Written problem
Reproduce the data from the beginning through the line containing "187 111 L 198", with that line included.

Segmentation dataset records
___

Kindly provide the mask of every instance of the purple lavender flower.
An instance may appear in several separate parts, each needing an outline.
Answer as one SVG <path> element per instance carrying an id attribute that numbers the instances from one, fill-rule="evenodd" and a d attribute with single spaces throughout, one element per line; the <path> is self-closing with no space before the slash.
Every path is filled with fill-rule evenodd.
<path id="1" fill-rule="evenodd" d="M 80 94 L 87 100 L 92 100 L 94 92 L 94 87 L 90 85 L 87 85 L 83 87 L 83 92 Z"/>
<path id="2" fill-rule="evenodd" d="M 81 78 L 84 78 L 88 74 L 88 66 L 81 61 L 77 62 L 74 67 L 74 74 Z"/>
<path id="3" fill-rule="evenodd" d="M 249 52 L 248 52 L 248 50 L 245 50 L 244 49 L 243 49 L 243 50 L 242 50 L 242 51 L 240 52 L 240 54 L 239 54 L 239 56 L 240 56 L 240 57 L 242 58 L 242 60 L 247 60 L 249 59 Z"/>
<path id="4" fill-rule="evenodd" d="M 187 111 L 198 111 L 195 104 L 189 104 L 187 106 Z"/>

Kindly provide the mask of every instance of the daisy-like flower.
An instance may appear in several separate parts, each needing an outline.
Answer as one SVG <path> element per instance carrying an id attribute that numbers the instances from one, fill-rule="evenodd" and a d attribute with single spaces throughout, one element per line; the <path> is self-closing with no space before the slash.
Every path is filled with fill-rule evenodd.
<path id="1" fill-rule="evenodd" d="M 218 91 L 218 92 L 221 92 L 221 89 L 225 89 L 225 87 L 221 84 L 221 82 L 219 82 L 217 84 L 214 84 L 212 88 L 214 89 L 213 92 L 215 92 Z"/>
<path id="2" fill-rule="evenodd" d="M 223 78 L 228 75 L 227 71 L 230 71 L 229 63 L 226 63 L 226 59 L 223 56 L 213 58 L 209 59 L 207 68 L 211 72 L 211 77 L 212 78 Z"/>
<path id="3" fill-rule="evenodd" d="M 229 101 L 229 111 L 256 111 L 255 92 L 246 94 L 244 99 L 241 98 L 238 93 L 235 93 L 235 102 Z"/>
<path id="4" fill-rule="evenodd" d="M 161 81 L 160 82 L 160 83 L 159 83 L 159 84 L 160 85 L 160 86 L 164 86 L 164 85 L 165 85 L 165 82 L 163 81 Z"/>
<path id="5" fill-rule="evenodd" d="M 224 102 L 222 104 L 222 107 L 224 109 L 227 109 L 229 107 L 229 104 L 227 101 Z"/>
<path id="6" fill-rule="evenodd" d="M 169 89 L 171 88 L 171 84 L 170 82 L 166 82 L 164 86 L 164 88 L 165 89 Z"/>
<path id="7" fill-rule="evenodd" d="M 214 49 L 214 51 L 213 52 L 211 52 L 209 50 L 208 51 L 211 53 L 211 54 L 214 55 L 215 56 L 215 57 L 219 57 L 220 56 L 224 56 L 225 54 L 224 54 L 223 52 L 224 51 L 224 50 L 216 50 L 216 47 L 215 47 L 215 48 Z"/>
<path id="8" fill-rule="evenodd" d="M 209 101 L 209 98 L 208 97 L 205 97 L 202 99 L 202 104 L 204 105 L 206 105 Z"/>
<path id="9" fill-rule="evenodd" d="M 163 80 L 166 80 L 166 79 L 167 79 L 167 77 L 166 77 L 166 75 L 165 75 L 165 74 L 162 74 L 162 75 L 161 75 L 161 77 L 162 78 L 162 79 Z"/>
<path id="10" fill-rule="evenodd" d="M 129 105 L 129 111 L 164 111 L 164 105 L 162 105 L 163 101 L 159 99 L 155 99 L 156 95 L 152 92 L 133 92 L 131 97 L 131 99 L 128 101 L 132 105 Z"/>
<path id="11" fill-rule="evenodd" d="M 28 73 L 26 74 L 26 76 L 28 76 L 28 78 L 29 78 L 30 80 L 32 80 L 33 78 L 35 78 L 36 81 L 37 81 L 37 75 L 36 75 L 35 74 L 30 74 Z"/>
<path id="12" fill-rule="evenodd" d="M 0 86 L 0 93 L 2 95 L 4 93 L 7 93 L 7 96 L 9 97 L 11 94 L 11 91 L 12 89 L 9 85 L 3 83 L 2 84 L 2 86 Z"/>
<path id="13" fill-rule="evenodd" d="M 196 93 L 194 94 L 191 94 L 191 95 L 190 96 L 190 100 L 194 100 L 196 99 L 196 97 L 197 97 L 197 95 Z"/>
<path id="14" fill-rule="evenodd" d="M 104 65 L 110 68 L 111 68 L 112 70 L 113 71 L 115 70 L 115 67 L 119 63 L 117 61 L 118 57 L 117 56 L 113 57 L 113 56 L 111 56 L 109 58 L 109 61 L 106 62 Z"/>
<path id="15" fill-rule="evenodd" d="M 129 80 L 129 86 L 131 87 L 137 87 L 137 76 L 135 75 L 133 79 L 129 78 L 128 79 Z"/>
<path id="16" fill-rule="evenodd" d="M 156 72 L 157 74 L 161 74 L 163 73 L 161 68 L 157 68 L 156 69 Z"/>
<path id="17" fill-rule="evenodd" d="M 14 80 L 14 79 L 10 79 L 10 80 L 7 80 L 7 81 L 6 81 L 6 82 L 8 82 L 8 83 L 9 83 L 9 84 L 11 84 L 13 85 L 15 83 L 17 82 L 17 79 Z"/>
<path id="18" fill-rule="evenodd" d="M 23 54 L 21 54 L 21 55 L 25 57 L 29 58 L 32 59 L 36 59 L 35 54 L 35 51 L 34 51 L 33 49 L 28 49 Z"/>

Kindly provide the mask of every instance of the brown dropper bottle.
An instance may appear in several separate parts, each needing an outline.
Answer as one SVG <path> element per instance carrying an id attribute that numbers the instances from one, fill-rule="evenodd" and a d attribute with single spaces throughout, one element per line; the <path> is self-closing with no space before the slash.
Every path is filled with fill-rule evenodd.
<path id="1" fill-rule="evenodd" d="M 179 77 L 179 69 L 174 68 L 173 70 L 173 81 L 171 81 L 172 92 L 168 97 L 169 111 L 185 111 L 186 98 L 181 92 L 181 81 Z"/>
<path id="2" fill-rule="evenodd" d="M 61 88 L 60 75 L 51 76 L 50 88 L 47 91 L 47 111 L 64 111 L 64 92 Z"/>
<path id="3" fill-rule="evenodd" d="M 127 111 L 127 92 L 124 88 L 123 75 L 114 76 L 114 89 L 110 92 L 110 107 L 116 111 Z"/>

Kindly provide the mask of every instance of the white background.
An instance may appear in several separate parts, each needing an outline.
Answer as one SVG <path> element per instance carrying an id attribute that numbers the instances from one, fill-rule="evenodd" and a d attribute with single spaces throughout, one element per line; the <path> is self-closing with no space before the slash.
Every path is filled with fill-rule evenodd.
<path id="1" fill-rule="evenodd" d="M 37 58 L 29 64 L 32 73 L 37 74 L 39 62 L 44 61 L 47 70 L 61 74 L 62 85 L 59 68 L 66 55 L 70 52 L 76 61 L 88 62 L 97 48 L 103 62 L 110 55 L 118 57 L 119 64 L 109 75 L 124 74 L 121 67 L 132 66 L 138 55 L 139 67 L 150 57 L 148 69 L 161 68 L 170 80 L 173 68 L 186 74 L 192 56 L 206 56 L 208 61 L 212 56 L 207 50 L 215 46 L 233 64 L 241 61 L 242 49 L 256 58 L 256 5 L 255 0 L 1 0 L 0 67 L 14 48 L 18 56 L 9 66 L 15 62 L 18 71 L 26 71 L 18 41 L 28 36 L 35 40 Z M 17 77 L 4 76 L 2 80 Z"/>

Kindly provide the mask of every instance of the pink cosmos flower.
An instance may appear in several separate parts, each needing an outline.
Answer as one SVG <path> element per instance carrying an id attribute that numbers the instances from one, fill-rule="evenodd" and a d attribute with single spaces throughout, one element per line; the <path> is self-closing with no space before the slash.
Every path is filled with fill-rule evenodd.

___

Task output
Kindly provide the mask of every instance of the purple lavender flower.
An instance may appear in several separate parts, each needing an outline.
Answer as one SVG <path> element per instance carrying an id attribute that numbers the instances from one, fill-rule="evenodd" and a d attribute with single spaces throughout, one element per line; the <path> is self-closing with no space before the slash.
Every path is filled with fill-rule evenodd.
<path id="1" fill-rule="evenodd" d="M 80 94 L 87 100 L 92 100 L 94 92 L 94 87 L 90 85 L 87 85 L 83 87 L 83 92 Z"/>
<path id="2" fill-rule="evenodd" d="M 81 78 L 84 78 L 88 74 L 88 66 L 81 61 L 77 62 L 74 67 L 74 74 Z"/>
<path id="3" fill-rule="evenodd" d="M 249 52 L 248 52 L 248 50 L 245 50 L 244 49 L 243 49 L 243 50 L 242 50 L 242 51 L 240 52 L 240 54 L 239 54 L 239 56 L 240 56 L 240 57 L 242 58 L 242 60 L 247 60 L 249 59 Z"/>
<path id="4" fill-rule="evenodd" d="M 187 111 L 198 111 L 195 104 L 189 104 L 187 106 Z"/>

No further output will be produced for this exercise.